>>>
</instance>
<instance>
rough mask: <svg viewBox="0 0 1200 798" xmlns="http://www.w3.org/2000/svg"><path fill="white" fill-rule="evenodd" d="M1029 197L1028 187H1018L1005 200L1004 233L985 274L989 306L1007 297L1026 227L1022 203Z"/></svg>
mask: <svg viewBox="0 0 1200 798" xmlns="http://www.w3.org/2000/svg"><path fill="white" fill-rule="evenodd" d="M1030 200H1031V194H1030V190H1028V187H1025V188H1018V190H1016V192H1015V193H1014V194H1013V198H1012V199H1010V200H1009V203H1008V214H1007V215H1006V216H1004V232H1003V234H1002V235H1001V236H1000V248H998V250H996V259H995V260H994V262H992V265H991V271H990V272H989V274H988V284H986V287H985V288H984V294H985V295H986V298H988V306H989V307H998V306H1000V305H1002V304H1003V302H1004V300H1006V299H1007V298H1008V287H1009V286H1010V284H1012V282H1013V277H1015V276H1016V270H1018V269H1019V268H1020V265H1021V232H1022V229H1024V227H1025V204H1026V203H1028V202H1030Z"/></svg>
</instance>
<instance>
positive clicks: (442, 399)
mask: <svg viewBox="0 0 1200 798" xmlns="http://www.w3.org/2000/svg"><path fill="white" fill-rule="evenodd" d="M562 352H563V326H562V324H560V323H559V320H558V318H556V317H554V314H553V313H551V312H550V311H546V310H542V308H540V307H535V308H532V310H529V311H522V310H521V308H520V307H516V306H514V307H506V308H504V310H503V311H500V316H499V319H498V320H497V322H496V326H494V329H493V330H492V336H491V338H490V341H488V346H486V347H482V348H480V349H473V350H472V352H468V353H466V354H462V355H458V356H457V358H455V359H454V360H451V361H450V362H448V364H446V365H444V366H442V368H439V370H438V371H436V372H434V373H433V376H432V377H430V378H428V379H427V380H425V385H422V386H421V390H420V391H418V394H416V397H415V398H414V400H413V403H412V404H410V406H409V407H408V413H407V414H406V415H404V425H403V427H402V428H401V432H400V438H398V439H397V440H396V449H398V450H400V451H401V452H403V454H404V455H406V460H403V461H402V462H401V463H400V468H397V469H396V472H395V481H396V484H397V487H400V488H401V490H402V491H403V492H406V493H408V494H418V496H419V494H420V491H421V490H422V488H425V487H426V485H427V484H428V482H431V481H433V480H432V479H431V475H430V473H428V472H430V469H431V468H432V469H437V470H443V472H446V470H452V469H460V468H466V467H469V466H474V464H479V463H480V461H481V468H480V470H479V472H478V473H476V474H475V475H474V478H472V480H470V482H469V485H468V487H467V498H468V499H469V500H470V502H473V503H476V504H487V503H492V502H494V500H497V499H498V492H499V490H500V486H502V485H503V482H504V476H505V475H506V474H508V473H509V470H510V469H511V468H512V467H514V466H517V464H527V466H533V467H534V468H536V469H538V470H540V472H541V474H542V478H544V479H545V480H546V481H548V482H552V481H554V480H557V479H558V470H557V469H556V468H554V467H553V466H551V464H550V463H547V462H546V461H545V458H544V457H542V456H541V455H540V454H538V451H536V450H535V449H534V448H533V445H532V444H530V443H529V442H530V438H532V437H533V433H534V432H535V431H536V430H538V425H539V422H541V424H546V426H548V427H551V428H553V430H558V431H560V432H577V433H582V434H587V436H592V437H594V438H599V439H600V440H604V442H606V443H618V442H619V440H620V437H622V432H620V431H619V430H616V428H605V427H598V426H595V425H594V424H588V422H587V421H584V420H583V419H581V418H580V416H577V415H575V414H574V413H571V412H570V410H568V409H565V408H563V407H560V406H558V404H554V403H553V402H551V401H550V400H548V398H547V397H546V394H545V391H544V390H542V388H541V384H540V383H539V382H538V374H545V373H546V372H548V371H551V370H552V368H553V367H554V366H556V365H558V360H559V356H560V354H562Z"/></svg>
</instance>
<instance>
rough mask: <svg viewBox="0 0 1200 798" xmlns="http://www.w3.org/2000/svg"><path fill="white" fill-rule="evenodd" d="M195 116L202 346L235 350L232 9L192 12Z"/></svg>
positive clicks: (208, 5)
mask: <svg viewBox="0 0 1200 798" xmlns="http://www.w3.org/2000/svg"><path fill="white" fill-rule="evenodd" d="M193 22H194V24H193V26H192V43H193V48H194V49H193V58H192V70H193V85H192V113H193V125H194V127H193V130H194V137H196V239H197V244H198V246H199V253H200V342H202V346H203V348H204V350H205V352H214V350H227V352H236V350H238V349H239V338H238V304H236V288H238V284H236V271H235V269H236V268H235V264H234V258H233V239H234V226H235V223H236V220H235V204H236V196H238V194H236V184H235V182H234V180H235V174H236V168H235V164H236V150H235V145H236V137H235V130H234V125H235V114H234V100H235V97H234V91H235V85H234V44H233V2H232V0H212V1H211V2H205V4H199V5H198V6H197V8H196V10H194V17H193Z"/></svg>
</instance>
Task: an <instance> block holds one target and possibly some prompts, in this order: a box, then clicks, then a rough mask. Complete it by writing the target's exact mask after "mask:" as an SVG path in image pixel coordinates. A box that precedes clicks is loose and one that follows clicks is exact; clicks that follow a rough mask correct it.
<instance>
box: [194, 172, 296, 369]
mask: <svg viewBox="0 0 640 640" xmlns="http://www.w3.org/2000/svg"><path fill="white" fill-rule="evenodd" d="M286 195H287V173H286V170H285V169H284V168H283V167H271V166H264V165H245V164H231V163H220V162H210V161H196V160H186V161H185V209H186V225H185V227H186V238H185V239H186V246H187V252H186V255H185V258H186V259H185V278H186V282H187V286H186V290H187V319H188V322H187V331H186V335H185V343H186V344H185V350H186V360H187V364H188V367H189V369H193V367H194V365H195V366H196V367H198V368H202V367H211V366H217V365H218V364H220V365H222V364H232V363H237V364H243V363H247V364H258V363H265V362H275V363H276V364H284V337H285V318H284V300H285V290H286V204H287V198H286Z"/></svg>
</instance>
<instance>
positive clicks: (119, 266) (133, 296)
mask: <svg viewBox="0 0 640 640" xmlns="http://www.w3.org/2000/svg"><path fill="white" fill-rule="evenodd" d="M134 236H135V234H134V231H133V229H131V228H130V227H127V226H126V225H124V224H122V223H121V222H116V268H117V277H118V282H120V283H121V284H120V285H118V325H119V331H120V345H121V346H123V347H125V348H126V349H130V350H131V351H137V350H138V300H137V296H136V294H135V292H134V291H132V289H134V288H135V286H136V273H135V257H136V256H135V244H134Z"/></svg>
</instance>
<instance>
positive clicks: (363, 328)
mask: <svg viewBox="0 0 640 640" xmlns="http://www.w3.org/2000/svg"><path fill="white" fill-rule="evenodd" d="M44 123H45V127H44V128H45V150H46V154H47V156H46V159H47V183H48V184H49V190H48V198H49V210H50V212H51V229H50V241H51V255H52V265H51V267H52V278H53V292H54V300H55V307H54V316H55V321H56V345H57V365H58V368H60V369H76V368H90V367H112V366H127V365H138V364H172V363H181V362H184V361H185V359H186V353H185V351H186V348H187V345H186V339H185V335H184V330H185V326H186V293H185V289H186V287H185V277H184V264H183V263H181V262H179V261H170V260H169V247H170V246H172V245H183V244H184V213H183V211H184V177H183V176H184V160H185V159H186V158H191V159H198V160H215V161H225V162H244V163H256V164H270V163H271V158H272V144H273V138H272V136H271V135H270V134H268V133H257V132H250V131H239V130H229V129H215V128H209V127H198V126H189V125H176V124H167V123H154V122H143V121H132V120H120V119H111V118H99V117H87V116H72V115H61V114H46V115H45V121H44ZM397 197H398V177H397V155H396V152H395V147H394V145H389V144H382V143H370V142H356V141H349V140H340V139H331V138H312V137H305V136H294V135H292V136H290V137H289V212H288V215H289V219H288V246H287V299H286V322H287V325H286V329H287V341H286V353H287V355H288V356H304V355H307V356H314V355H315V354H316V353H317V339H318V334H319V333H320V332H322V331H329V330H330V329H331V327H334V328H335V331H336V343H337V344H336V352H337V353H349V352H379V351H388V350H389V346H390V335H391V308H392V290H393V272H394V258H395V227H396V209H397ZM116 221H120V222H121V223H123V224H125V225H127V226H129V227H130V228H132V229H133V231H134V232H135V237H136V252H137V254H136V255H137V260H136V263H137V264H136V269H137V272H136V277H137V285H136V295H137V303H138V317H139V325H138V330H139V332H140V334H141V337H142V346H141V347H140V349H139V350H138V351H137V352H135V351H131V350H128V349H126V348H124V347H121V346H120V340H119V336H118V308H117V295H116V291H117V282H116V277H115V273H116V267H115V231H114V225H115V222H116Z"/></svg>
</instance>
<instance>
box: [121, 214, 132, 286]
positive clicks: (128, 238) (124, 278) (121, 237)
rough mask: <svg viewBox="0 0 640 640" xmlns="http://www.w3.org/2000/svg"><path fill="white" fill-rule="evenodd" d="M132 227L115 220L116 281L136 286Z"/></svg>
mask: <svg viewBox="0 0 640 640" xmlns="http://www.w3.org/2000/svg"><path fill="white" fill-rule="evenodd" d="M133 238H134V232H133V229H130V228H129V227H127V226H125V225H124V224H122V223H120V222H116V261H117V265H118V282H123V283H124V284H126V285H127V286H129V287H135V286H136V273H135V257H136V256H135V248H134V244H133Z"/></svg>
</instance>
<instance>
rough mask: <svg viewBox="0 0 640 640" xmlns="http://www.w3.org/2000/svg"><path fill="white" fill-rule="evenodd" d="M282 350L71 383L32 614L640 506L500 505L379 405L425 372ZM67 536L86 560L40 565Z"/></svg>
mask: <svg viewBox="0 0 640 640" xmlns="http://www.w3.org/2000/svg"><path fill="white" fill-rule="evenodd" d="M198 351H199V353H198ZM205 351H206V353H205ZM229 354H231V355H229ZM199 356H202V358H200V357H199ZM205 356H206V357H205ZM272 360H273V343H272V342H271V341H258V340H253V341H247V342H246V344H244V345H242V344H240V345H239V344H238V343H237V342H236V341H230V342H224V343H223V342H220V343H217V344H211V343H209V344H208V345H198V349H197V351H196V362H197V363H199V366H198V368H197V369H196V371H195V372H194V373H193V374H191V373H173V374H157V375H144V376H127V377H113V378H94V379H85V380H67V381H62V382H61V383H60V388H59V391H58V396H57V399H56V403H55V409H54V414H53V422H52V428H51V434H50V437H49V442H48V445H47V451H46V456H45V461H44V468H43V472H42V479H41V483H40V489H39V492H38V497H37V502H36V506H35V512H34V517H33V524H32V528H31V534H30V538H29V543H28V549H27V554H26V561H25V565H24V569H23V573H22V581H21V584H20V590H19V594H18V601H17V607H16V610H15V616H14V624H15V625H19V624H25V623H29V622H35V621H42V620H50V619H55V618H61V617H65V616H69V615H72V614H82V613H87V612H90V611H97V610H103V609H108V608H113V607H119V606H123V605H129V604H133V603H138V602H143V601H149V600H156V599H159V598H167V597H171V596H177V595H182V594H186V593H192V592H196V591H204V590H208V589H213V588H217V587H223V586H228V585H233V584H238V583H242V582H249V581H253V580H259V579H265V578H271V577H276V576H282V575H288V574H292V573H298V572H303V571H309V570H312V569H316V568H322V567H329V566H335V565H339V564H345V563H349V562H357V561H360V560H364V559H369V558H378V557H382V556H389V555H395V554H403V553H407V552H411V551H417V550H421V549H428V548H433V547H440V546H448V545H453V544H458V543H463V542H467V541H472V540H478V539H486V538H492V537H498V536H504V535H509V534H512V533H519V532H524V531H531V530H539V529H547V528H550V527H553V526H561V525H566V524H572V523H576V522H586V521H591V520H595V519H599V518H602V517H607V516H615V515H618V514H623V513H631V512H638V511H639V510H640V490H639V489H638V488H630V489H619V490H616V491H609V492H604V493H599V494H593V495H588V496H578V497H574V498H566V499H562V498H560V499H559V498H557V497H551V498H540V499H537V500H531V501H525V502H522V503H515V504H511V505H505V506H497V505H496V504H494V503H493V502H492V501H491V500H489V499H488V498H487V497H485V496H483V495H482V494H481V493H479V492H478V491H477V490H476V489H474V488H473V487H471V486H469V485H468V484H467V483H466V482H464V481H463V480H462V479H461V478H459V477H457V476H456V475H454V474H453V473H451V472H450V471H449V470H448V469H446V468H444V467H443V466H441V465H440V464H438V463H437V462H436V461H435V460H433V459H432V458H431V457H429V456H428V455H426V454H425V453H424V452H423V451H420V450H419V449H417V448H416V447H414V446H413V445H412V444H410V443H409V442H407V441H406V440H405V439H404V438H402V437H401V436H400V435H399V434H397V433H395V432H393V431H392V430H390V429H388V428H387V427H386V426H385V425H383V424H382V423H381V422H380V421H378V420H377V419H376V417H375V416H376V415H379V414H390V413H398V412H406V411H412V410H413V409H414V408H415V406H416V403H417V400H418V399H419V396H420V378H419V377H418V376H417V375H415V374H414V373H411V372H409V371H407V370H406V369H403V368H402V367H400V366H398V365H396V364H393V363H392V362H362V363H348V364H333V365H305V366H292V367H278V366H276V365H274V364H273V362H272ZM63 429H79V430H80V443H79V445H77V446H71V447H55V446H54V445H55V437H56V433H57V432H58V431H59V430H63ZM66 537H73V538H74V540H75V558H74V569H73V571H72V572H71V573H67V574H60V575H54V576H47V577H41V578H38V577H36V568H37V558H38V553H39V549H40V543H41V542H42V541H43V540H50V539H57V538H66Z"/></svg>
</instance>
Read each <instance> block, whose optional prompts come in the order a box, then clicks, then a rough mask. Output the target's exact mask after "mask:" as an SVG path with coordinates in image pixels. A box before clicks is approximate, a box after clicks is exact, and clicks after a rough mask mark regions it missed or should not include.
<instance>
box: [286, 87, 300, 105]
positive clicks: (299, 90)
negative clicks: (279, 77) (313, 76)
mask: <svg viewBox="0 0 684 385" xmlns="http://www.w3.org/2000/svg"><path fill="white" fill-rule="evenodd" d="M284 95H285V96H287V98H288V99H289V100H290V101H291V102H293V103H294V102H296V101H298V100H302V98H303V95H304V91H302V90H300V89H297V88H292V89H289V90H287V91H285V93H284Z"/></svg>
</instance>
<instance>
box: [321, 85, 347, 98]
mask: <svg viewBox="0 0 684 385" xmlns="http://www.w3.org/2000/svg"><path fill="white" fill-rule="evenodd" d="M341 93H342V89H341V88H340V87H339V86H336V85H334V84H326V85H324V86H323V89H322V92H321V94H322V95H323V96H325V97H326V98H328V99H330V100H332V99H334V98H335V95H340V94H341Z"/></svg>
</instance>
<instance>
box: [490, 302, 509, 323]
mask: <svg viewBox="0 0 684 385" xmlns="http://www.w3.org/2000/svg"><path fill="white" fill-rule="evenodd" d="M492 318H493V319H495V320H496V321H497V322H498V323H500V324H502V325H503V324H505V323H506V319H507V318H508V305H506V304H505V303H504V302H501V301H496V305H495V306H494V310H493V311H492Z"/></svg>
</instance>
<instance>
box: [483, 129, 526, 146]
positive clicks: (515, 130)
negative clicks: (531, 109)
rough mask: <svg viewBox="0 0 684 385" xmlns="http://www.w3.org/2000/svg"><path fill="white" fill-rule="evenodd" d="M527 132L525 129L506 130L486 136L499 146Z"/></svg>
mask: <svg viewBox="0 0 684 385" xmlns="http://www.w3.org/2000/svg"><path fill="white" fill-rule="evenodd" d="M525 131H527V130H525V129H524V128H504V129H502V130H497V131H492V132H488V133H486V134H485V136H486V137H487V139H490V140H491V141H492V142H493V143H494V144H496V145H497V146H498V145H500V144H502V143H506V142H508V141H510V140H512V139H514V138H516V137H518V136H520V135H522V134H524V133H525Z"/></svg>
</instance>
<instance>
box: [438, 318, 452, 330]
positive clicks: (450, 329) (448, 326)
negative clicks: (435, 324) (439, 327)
<<<
» **Directions**
Please return everything from the first line down to the line containing "197L1028 187H1018L1005 200L1004", including both, reproduced character for character.

» **Answer to this problem**
</instance>
<instance>
rough mask: <svg viewBox="0 0 1200 798" xmlns="http://www.w3.org/2000/svg"><path fill="white" fill-rule="evenodd" d="M1029 197L1028 187H1018L1005 200L1004 233L985 274L989 306L1007 297L1026 227L1022 203Z"/></svg>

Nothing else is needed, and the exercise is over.